## start TASK DATA
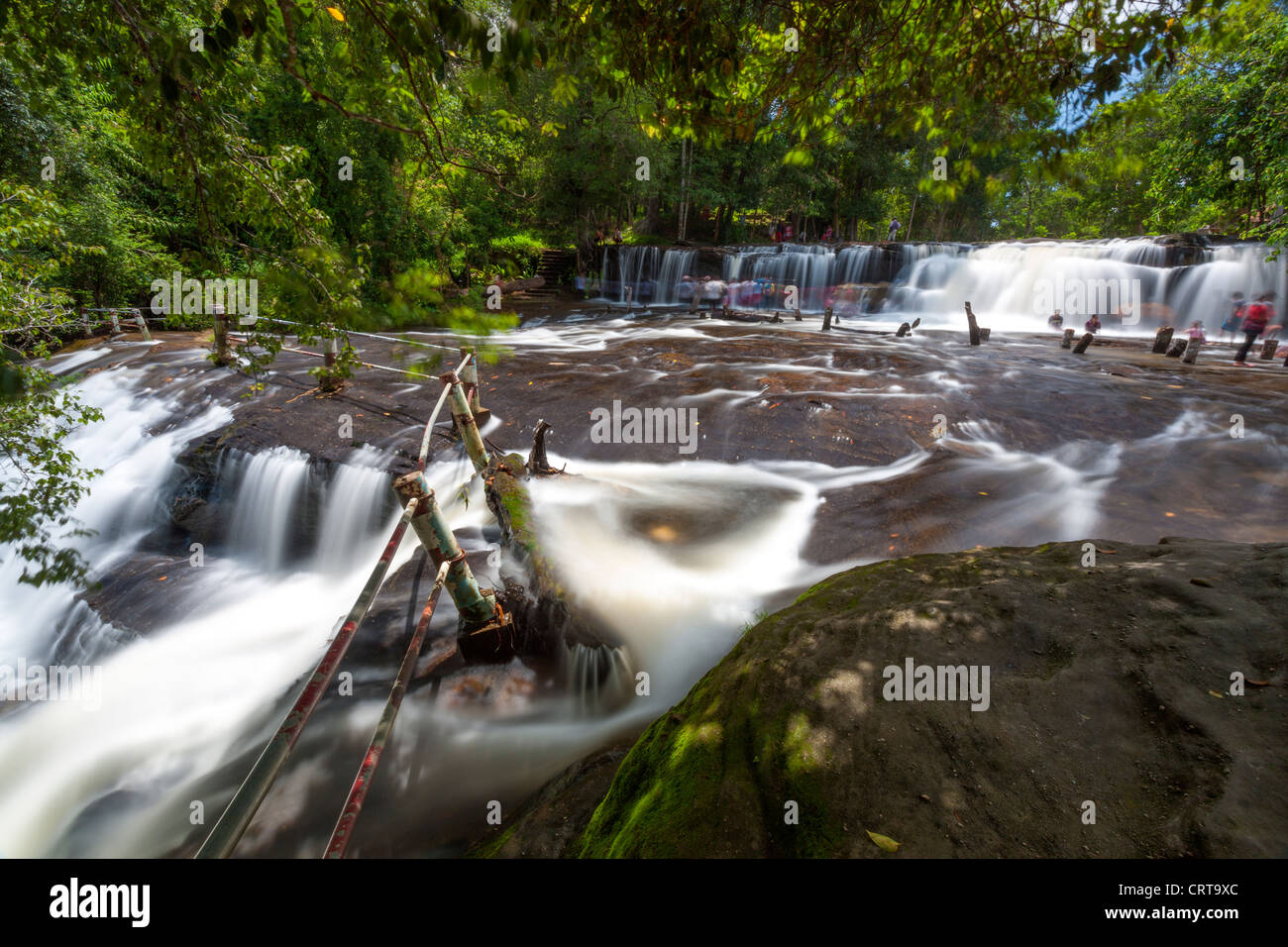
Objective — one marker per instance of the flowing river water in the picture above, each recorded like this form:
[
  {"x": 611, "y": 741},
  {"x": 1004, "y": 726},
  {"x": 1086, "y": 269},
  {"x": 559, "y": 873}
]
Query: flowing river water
[{"x": 812, "y": 453}]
## end TASK DATA
Copy the material above word for word, leaving out the pictures.

* [RESPONSE TO THE TASK]:
Objective — one marker per instance of the flowing river water in the picture above, each recorded like this form:
[
  {"x": 611, "y": 741},
  {"x": 1004, "y": 726},
  {"x": 1086, "y": 269},
  {"x": 559, "y": 873}
]
Query: flowing river water
[{"x": 812, "y": 453}]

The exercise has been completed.